[Collection entries]
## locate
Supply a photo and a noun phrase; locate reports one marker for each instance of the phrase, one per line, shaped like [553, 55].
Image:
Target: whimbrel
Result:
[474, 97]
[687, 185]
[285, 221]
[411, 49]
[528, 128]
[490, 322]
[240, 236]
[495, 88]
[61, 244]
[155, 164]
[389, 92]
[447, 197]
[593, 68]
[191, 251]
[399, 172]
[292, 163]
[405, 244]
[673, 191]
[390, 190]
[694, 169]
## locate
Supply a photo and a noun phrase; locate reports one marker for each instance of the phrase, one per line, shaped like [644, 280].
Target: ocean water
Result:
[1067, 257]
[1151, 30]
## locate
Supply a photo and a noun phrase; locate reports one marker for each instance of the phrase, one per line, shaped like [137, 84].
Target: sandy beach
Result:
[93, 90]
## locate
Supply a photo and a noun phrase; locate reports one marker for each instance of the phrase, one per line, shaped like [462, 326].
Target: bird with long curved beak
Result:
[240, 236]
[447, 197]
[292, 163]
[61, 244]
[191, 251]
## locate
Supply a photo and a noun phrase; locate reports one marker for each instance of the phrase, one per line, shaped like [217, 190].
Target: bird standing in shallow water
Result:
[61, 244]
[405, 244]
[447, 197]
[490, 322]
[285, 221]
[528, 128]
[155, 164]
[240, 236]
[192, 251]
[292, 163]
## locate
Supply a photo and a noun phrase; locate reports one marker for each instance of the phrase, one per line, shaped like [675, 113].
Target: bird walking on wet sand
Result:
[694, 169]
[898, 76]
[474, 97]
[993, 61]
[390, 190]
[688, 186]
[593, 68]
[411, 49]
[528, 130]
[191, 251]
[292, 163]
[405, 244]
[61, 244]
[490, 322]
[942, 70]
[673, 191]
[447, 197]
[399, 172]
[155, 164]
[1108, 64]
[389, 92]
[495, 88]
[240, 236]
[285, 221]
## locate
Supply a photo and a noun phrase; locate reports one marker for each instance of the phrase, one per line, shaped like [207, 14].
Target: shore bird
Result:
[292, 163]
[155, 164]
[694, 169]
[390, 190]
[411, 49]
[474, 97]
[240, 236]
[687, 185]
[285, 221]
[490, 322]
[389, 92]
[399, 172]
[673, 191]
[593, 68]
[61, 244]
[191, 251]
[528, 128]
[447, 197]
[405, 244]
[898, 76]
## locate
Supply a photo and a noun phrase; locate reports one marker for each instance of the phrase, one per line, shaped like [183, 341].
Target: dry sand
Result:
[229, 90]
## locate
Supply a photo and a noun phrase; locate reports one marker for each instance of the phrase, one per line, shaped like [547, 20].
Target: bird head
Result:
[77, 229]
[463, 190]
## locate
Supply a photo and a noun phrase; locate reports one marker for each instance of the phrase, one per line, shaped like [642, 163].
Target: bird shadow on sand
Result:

SHORT EXERCISE:
Type the material above out again, exactly.

FINAL ANSWER:
## locate
Supply a photo and a noun phrase; locate reports one marker for each instance of the phrase, one per line, shaped like [553, 55].
Image:
Target: whimbrel
Result:
[474, 97]
[687, 185]
[285, 221]
[411, 49]
[528, 128]
[490, 322]
[240, 236]
[495, 88]
[61, 244]
[155, 164]
[389, 92]
[447, 197]
[593, 68]
[191, 251]
[399, 172]
[292, 163]
[405, 244]
[673, 191]
[390, 190]
[694, 169]
## locate
Supply a photo and a noun phrase; locate reports one marker for each instance of the phrase, one per line, shaped like [644, 280].
Target: ocean water
Result:
[1067, 257]
[1151, 30]
## locate
Supply a photo and a noun phrase; locate reports one marker for each instance of the phrase, one per line, shaped like [137, 84].
Target: sandy beach
Result:
[93, 90]
## locate
Supply a photo and a noun phrase; locate reports one marker for each instance of the phrase, one per line, shaped like [462, 326].
Target: bird with long curved beak
Result:
[240, 236]
[447, 197]
[292, 163]
[61, 244]
[191, 251]
## locate
Supply a photo and a noun phrase; locate reports one marker for each instance of the phrase, one per line, shaped like [217, 190].
Target: bird standing in shallow water
Result:
[61, 244]
[405, 244]
[447, 197]
[490, 322]
[285, 221]
[528, 128]
[155, 164]
[240, 236]
[192, 251]
[292, 163]
## locate
Supply a photo and a noun phrase; locate reports one marker for each instance of the phrase, one per line, shaped like [675, 113].
Target: bird walking on wet sand
Result:
[694, 169]
[898, 76]
[474, 97]
[993, 61]
[390, 190]
[688, 186]
[593, 68]
[411, 49]
[528, 130]
[191, 251]
[292, 163]
[405, 244]
[61, 244]
[490, 322]
[942, 70]
[673, 191]
[447, 197]
[399, 172]
[155, 164]
[1108, 64]
[389, 92]
[495, 88]
[240, 236]
[285, 221]
## locate
Supply a photo and a noun phrase; locate reports one marker for each instance of the phrase, one per line, shaped like [207, 14].
Target: shore bird
Result:
[292, 163]
[155, 164]
[694, 169]
[390, 190]
[411, 49]
[474, 97]
[240, 236]
[687, 185]
[285, 221]
[490, 322]
[389, 92]
[399, 172]
[673, 191]
[593, 68]
[61, 244]
[191, 251]
[528, 128]
[447, 197]
[405, 244]
[898, 76]
## locate
Supply a photo and a noun phrase; locate reports one marker for each instance of the phrase, one per line, shaped like [183, 341].
Target: dry sand
Result:
[229, 90]
## locate
Supply a photo and a noun phrase; locate reports one marker for each instance of the phrase, one per line, shaped like [547, 20].
Target: bird head
Result:
[77, 229]
[463, 190]
## locate
Supply a photo and a noun phrase; locate reports one marker for each instance of the phrase, one per line, shaped like [642, 163].
Target: bird shadow on sand
Result:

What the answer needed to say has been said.